## PAGE EXCERPT
Transfusion clinics usually have more homogeneous waste than a hospital, or even a medical practice, but the medical waste can still pose risks and it must be managed responsibly.
Few transfusion clinics employ radiation so there is usually no radioactive waste. But the other types of waste that we discuss on this site are present.
Sharps - needles, lancets, and anything else that can readily pierce the skin. They can be dangerous - both in producing wounds and transmitting disease - and all nurses and medical personnel are trained to be careful with sharps. Sharps should be immediately put in containers when they become waste. See our page on sharps management.
Hazardous waste - it is possible that a transfusion clinic will produce hazardous waste. “Hazardous waste” has a formal legal definition and if you generate it on a regular basis, you may need a permit. At the least you will have to conform to storage requirements. See our page on hazardous waste to figure out if your waste meets the definition for hazardous waste.

## WHAT YOU NEED TO DO
[1] Answer these questions from the page on medical waste at transfusion clinics:
(a) Why is there usually no radioactive waste at transfusion clinics?
(b) When should sharps be put in containers?
(c) What may a clinic need if it generates hazardous waste on a regular basis?
[2] Continue the page on medical waste at transfusion clinics, starting after its last sentence.

## PROVIDED MATERIAL

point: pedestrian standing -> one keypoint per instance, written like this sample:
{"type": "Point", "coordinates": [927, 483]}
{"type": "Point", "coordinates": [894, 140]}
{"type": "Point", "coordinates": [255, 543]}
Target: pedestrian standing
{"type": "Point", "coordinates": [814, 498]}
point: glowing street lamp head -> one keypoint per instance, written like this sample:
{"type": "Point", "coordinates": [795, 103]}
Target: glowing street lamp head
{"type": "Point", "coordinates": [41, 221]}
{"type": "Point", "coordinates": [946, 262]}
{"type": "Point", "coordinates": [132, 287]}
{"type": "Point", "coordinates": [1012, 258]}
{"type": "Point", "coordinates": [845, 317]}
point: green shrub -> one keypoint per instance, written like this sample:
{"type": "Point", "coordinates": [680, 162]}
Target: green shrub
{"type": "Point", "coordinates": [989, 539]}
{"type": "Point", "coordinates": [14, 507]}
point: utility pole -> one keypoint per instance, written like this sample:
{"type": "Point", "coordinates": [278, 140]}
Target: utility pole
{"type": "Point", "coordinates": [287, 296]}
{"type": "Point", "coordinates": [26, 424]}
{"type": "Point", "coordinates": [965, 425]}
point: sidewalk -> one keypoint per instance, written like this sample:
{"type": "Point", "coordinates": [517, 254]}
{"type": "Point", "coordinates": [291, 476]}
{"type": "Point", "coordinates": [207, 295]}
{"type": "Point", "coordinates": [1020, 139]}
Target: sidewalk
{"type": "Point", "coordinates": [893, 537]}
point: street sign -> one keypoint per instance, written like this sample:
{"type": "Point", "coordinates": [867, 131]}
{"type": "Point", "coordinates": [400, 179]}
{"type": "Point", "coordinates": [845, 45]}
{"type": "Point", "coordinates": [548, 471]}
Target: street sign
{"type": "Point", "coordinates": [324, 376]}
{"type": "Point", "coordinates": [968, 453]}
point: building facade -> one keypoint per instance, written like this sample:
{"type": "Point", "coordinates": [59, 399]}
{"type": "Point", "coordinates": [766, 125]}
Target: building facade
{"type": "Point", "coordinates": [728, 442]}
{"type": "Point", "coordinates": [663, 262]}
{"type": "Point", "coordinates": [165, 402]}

--

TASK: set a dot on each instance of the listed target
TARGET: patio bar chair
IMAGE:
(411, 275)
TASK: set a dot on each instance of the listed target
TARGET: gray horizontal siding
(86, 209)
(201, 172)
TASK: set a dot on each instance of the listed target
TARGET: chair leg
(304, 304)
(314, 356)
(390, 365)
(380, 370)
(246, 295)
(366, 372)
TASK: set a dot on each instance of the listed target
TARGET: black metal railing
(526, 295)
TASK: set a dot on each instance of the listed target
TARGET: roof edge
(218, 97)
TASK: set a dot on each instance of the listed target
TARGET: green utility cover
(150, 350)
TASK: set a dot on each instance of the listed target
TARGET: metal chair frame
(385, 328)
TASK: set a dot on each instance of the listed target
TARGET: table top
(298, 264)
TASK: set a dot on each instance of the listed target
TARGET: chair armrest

## ANSWERS BY ITEM NUMBER
[1]
(a) Few transfusion clinics employ radiation.
(b) Immediately, when they become waste.
(c) A permit.

[2]
Infectious/Biomedical waste - clinics produce this type of waste on a regular basis and you must have a plan to keep your patients, staff, and the general public safe. You don’t want to risk transmission of disease from errant release of this waste. Subcategories of biomedical waste include bloodborne waste (regulated waste under OSHA) and pathological waste.
General waste - non-hazardous, non-biological waste of the sort produced at every business - paper, packaging, plastic waste, etc - is called municipal solid waste. It is substantially less of a headache and much cheaper to dispose of than the other waste described here. The most important action for this waste is segregation. Make sure you keep this waste separate from hazardous and biomedical waste. If there is no contamination, MSW can be disposed of in an outdoor dumpster of the sort commonly found in office complexes. You have to pay to have it hauled away and taken to a landfill.
Most transfusion clinics probably don’t want to institute a treatment process but measures to limit excessive threats may be required. In the case of liquid waste, mixing with a liquid disinfectant can eliminate most of the infection risk.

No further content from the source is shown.